EXERCISE GOAL → In the records below, find the line that contains "Target: nose landing gear", then transcribe it and every later line exactly, stopping at the final line.

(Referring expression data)
================

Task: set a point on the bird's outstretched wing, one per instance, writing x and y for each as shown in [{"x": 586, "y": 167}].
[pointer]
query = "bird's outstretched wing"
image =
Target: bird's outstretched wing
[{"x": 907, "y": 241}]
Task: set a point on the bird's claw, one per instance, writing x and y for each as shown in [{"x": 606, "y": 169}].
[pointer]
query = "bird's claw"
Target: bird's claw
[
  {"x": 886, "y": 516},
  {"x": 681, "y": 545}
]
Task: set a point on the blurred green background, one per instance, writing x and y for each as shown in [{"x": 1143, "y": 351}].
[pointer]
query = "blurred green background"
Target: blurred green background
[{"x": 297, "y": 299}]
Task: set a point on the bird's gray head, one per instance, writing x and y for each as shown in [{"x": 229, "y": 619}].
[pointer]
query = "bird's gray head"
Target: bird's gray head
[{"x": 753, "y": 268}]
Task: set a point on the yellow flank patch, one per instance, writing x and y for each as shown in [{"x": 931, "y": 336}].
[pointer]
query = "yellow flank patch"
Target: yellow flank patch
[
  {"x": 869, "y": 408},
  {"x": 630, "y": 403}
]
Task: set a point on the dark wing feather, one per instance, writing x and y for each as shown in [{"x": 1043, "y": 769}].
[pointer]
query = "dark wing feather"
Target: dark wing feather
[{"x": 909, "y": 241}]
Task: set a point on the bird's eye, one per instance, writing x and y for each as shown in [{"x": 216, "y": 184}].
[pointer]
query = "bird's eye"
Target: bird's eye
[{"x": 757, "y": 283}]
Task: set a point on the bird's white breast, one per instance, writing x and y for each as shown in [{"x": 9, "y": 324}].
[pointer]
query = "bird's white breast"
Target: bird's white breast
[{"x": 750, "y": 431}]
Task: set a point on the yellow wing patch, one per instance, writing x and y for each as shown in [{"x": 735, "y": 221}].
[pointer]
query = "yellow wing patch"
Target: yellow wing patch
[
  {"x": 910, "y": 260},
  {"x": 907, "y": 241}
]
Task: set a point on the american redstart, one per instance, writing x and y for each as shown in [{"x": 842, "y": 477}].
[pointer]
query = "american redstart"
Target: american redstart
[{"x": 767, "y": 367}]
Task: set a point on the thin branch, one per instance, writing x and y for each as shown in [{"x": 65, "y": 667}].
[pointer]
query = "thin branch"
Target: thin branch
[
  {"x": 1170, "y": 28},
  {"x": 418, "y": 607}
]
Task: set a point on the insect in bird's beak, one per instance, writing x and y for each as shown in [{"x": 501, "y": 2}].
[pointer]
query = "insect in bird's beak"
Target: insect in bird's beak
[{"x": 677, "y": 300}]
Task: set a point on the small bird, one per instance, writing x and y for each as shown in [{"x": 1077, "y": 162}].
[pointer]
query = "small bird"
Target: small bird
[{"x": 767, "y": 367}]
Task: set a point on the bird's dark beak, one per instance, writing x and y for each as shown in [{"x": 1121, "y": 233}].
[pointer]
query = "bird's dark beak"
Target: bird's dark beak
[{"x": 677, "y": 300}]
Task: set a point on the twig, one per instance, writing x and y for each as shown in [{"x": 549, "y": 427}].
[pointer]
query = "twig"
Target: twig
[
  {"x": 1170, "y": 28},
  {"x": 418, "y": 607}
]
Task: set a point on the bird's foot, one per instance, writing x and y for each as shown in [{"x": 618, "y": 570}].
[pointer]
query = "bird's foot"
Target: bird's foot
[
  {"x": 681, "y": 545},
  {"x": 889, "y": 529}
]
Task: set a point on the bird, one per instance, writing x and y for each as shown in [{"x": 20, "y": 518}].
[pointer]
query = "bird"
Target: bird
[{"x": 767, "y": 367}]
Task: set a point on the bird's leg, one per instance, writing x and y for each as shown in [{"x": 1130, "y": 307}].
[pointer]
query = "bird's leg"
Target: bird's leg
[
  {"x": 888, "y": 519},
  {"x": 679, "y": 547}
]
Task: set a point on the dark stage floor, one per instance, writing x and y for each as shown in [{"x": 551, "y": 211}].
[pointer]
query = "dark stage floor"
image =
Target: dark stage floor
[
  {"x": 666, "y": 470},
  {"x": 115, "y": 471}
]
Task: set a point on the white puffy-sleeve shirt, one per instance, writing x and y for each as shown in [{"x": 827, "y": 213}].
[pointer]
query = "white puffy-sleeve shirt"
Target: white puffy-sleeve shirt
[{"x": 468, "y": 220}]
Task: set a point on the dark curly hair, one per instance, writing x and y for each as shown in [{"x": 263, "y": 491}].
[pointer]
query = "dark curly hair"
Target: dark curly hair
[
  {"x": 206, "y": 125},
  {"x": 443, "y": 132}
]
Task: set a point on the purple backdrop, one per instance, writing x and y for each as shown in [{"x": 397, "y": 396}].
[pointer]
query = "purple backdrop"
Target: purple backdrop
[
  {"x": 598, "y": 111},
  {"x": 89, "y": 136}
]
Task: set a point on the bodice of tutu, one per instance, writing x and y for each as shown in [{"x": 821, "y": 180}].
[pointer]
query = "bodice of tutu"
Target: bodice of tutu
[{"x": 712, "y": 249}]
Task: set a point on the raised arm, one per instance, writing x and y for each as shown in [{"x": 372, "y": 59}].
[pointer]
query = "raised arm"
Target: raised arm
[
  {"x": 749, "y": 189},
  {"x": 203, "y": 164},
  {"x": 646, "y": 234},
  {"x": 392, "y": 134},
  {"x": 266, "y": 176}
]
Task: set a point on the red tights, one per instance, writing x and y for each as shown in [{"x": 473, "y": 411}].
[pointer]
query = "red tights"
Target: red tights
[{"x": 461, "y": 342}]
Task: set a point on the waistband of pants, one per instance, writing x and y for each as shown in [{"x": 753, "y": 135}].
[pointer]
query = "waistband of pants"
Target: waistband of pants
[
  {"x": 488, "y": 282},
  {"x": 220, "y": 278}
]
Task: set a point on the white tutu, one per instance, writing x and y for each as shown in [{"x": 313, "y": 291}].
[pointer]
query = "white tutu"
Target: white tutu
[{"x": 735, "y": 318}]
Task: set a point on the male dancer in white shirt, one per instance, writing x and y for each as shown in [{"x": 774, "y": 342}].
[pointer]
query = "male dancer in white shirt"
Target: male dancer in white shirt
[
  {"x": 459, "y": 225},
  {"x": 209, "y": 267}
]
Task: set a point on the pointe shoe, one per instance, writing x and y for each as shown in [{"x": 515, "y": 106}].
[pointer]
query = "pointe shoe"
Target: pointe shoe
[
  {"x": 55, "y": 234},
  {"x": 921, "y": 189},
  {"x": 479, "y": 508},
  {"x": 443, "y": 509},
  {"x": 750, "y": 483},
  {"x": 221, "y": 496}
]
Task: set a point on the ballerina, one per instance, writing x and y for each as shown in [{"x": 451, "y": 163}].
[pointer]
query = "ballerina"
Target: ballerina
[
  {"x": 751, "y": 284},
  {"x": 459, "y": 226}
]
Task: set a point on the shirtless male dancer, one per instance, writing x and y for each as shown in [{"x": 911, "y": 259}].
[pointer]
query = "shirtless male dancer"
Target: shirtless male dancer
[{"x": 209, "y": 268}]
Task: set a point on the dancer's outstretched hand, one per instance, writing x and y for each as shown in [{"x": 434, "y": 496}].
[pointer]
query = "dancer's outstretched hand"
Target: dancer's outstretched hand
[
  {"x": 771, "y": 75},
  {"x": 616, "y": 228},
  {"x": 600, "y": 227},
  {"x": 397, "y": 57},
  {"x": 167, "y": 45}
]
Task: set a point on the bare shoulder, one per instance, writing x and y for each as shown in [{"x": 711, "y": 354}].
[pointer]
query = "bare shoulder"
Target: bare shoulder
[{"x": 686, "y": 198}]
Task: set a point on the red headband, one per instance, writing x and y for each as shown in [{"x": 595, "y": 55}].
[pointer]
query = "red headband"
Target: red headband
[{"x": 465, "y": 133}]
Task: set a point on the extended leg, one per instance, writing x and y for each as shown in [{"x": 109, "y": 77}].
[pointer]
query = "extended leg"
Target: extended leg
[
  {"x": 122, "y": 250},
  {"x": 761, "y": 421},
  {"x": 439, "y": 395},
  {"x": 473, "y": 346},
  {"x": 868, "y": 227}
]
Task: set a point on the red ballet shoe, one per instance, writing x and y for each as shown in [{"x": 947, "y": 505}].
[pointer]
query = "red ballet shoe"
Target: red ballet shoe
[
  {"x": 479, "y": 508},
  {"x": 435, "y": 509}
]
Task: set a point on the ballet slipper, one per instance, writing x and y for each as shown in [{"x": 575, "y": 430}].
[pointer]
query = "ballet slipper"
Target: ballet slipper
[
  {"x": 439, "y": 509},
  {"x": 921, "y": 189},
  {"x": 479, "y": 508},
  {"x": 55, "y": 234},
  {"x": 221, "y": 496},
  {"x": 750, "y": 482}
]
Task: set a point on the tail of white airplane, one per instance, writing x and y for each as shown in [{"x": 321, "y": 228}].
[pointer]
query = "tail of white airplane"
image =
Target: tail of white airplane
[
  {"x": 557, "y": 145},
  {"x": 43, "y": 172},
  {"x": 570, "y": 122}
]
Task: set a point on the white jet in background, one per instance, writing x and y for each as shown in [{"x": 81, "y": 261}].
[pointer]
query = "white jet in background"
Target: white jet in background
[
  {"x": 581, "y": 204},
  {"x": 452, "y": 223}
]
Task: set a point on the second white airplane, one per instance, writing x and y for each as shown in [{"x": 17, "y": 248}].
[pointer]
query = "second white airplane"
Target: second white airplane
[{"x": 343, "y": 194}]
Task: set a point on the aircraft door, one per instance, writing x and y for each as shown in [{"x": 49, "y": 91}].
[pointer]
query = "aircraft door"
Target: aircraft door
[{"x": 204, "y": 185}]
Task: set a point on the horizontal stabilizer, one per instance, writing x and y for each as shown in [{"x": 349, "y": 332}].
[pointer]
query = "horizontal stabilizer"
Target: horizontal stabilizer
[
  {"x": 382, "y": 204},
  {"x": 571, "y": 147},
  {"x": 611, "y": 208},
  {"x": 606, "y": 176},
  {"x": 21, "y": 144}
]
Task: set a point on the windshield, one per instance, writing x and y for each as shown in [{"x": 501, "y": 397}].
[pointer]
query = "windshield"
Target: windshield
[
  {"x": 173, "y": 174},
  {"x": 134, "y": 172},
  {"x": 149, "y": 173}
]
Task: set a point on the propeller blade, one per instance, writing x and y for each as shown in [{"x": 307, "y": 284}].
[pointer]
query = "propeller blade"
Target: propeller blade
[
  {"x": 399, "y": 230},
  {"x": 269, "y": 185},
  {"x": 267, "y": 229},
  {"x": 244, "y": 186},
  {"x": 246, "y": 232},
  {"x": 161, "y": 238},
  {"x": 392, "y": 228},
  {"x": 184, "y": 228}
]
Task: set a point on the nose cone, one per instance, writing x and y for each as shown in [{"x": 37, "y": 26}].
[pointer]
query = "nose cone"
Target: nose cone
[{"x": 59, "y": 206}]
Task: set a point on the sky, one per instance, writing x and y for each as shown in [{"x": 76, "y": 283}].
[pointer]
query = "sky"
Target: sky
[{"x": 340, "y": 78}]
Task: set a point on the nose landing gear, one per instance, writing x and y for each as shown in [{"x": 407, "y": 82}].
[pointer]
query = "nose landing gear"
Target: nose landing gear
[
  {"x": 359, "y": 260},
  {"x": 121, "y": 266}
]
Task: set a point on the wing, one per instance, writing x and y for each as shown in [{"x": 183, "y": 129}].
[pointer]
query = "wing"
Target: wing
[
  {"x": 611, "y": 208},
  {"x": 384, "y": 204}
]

================

EXERCISE RESULT →
Target: nose landing gear
[
  {"x": 359, "y": 260},
  {"x": 121, "y": 266}
]
Task: set a point on the wing, one per instance, writing x and y for each as shown in [{"x": 183, "y": 129}].
[pointer]
query = "wing"
Target: wing
[
  {"x": 611, "y": 208},
  {"x": 384, "y": 204}
]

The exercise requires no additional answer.